▸ DIRECTIVE
Quote each of the items below word for word, leaving the pictures out of your answer.

▸ MATERIALS PROVIDED
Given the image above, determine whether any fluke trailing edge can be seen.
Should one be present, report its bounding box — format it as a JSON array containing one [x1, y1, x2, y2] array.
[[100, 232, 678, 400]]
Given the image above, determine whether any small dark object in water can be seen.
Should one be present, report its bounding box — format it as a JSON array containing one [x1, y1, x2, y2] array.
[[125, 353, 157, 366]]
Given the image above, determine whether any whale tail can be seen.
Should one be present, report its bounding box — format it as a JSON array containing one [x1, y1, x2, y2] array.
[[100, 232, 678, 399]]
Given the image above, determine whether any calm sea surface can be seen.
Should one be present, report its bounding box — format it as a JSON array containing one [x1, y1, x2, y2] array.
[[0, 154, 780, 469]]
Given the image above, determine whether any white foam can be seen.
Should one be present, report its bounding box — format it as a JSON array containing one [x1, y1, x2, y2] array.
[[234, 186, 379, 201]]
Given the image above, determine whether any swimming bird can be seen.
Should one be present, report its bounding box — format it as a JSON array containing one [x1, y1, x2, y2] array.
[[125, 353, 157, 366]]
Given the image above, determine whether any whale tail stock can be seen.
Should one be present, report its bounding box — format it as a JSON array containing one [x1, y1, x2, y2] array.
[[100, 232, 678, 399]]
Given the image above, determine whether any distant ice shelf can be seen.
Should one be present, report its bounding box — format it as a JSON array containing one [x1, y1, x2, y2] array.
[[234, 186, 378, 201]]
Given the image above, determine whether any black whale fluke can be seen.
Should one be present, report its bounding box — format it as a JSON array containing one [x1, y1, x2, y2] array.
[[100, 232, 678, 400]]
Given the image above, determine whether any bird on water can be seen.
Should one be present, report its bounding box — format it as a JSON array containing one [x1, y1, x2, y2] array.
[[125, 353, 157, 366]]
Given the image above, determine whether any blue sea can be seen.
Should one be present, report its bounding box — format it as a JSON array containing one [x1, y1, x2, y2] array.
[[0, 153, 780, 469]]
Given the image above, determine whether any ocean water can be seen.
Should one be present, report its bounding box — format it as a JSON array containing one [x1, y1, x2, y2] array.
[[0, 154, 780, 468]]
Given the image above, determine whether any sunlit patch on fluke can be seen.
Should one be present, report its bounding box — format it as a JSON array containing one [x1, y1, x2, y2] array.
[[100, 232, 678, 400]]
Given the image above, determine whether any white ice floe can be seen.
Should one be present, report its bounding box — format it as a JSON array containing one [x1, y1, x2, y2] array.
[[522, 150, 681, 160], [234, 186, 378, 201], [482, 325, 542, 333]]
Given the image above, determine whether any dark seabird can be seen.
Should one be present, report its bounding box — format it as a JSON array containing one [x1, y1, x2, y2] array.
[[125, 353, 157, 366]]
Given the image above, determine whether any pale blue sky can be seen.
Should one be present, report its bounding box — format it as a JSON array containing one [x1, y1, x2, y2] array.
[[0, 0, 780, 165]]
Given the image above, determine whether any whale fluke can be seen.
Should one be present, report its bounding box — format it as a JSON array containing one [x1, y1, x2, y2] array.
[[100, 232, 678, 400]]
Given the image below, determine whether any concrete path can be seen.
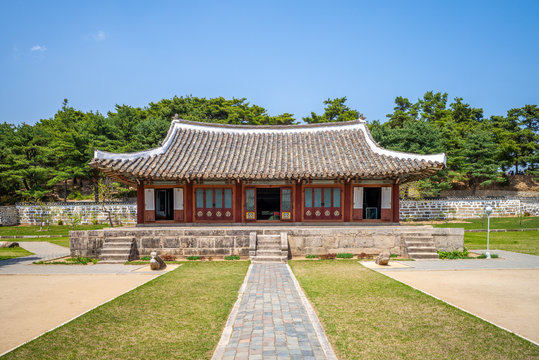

▸ TASK RESPONSE
Given the image above, determine whether any fluke trailing edge can be seen.
Should one be present, report its bounding box — format it as a JSON array containing one [x1, y1, x2, y2] array.
[[100, 232, 678, 400]]
Given the image above, determine whether any small dark object in water can be seen.
Should one be present, report its bounding box — format it as a JSON array containing one [x1, y1, x2, y2] array.
[[125, 353, 157, 366]]
Given the image above, determine whether any whale tail can be seen.
Should one be present, report its bounding box — format it as a JSON array containing one [x1, y1, x2, y2] array.
[[100, 232, 678, 399]]
Given the image above, determine whether any calm sea surface can be seen.
Should one be present, report its bounding box — format it as a JSON array containing one [x1, y1, x2, y2] array.
[[0, 154, 780, 469]]
Given the image above, determine whether any white foam can be seen.
Should one be present, report its bounding box — format it as a JSON array containing one [x1, y1, x2, y2] array.
[[234, 186, 379, 201]]
Given the image above, determine whether any swimming bird can be seen.
Should one be present, report its bounding box — format it as a JSON array containing one [x1, y1, x2, y2] array.
[[125, 353, 157, 366]]
Given the image above, determine whether any whale tail stock can be seen.
Should one be present, report its bounding box — format it as a JSON array containing one [x1, y1, x2, y2] array.
[[100, 232, 678, 399]]
Given the image above, determine whether any distant ice shelf can be seen.
Should one be present, report its bounding box — format it as a JSON array containing one [x1, y1, x2, y2] array.
[[234, 186, 378, 201]]
Given the image above, determine whether any black whale fluke can be seen.
Should one be present, report its bounding box — format it as a JSON array containing one [x1, y1, x2, y2] array.
[[100, 232, 678, 400]]
Given the image above, determine whether any bird on water can be seen.
Should one be present, report its bounding box — format it as a JSON array containing one [x1, y1, x2, y2] array.
[[125, 353, 157, 366]]
Given the image above, determine whether any blue sea can be seen.
Should one be present, report its bounding box — format it as a JSON array containing one [x1, y1, x2, y2] array.
[[0, 153, 780, 469]]
Given the image above, determine whether any ocean water can be seen.
Should one be present, report its bounding box — format it as a JSON array containing one [x1, y1, x2, y2] array.
[[0, 154, 780, 468]]
Given the image above, determine whether any sunlit patch on fluke can be seen.
Should one be present, report its bounding box — format it as a JSON array containing one [x1, y1, x2, y2] array.
[[100, 232, 678, 400]]
Given the image above, determine whether any white ice floe can be seen.
Should one be present, report its bounding box — format it as a JSON array containing one [x1, y1, x2, y2] array.
[[522, 150, 681, 160], [234, 186, 378, 201], [482, 325, 542, 333]]
Given the image above, determine whether any dark seabird can be seen.
Should one be present, report its bounding box — format it as a JSON array containing one [x1, y1, x2, y2] array.
[[125, 353, 157, 366]]
Given the image above, determine whether any pale blue sky can be seen.
Should one be present, report its bounding box — format it as a JSON array containing one [x1, y1, x2, y2] array.
[[0, 0, 780, 165]]
Given the image above, determine whether any whale fluke can be seen.
Should one be present, report its bounding box — format it as a JSON array containing one [x1, y1, x2, y2] array.
[[100, 232, 678, 400]]
Given the image below, determine whether any concrete path can be seen.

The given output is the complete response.